--- Start ROWS ---
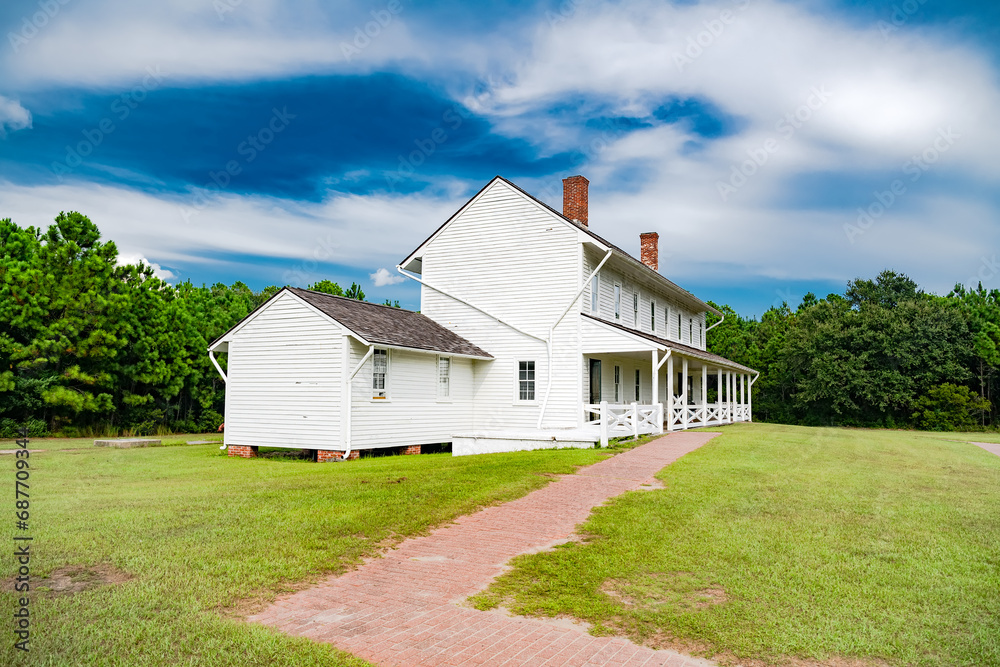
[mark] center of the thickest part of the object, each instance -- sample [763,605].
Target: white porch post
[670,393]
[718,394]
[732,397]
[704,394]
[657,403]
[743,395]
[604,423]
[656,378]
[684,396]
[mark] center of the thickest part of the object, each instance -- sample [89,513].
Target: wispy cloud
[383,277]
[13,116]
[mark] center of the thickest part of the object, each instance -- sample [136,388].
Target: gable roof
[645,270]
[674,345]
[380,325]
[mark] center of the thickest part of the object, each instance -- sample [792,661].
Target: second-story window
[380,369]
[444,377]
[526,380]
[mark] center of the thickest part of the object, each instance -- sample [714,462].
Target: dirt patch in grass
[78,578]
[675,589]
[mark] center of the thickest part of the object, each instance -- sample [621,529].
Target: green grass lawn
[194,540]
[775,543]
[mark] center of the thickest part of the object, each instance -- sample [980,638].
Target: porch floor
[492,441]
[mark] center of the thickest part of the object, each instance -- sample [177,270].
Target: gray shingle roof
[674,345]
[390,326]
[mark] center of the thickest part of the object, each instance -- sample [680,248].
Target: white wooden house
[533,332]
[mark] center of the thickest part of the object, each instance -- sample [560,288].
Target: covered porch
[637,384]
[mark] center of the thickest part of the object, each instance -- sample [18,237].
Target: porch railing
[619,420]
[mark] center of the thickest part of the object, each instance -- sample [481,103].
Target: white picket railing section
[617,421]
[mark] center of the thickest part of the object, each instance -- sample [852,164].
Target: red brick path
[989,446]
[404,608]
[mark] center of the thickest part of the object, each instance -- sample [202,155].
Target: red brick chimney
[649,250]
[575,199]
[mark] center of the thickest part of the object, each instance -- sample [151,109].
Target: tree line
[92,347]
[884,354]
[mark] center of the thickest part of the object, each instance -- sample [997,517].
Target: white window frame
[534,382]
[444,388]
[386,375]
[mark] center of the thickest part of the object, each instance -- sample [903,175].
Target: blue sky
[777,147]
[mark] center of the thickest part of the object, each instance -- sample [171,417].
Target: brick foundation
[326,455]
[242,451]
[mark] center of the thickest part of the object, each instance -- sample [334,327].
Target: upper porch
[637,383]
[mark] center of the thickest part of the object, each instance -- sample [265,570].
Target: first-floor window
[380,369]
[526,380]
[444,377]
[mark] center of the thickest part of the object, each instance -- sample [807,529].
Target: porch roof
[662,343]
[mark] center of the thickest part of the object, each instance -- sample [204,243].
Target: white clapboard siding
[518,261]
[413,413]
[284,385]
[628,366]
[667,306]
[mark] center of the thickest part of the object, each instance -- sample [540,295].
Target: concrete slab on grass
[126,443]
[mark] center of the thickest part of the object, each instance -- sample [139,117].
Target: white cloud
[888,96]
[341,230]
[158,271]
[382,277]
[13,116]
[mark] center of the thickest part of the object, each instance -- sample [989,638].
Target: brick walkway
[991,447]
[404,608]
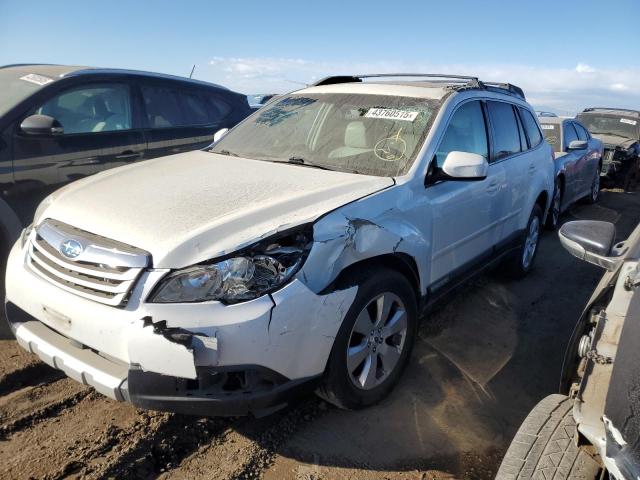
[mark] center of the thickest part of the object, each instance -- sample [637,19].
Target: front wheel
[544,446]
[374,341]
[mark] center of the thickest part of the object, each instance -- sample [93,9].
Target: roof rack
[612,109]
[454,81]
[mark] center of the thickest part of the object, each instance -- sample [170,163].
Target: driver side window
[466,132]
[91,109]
--- End ROWS ---
DESCRIPTION OF THE TASK: Reproduce every item above verbatim, omitting the pictures.

ANSWER:
[mark] center of the thickest part of the object, each instance -- sample [763,605].
Target: white porch post
[670,393]
[718,394]
[732,397]
[704,394]
[657,403]
[743,395]
[604,423]
[656,378]
[684,396]
[mark] center of the thickest part of the object, each instance -- sample [89,513].
Target: wispy cloud
[383,277]
[13,116]
[mark] center of the thickest part of the object, each instance -- sample [136,388].
Target: gable roof
[645,270]
[674,345]
[380,325]
[mark] center of the thickest part of the object, each instance -- sample [792,661].
Target: second-story window
[380,369]
[444,377]
[526,380]
[mark] center of the thickest part of the object, each instance -- sample [714,462].
Target: dirt patch in grass
[78,578]
[675,589]
[mark] center of the thickest part of the object, each instance -- sample [621,529].
Target: green grass lawn
[194,540]
[775,543]
[mark] center of the thickest part of the object, each instance -- sample [980,638].
Target: porch floor
[492,441]
[mark] center of the thickest part of the object, each instance -- sample [177,270].
Target: gray shingle roof
[674,345]
[390,326]
[mark] center of the thickest part of the object, each instance -- sample [680,248].
Target: white wooden house
[533,332]
[mark] center of the thickest part of the object, each instance -- sample [560,288].
Target: covered porch
[637,384]
[mark] center of the thickest part of the object, each instance -- sample [18,237].
Target: porch railing
[619,420]
[mark] center of the thickest part of the object, each instance -- sample [481,103].
Target: white picket railing section
[617,421]
[mark] center of the thickest part of the object, each instance -- sample [852,164].
Target: red brick path
[989,446]
[404,608]
[mark] center of the thickest part of the object, each instance -- sample [202,155].
Target: red brick chimney
[649,250]
[575,199]
[mark] center of the thickest part of the object, each instance -- sample [151,109].
Target: tree line
[92,347]
[884,354]
[mark] center of the thickest part of the object, each instance -- sample [997,517].
Target: white window frame
[534,382]
[444,388]
[386,375]
[mark] center of the thickest part of the object, each instance -- sample [903,175].
Target: blue sky
[777,147]
[mark] center of the thickest part of the object, each instance -- sample [171,417].
Target: brick foundation
[326,455]
[242,451]
[mark] center of the thickest part of the object, each instance -- sample [334,327].
Target: upper porch
[637,383]
[mark] center of the thickest part of the object, each instance -- sample [265,570].
Target: first-floor window
[380,369]
[526,380]
[444,377]
[mark] center of the thickest part of the object, each instance -- sample [807,529].
Target: porch roof
[662,343]
[mark] center of the thickest part of the object, each instance -- sample [204,243].
Target: white clapboard siding
[518,261]
[413,413]
[284,385]
[628,366]
[667,306]
[mark] center of the thickest part of the object, each instance -- sample [540,295].
Target: concrete slab on grass
[126,443]
[mark] center of the thickest part of the object, each instance -- sample [139,117].
Target: white cloud
[888,96]
[341,230]
[158,271]
[382,277]
[13,116]
[mark] center of the thickest part of the object, each instance -- sample [989,638].
Target: brick walkway
[991,447]
[404,608]
[mark] center of the thickest part of the object, each instance -- sample [637,19].
Target: front wheel
[544,446]
[374,341]
[mark] center of the thickest part of the object, each instance -- sample [93,9].
Target: roof rack
[612,109]
[454,81]
[mark] center of the thickest part of the object, each instance -- sample [170,163].
Target: driver side window
[466,132]
[91,109]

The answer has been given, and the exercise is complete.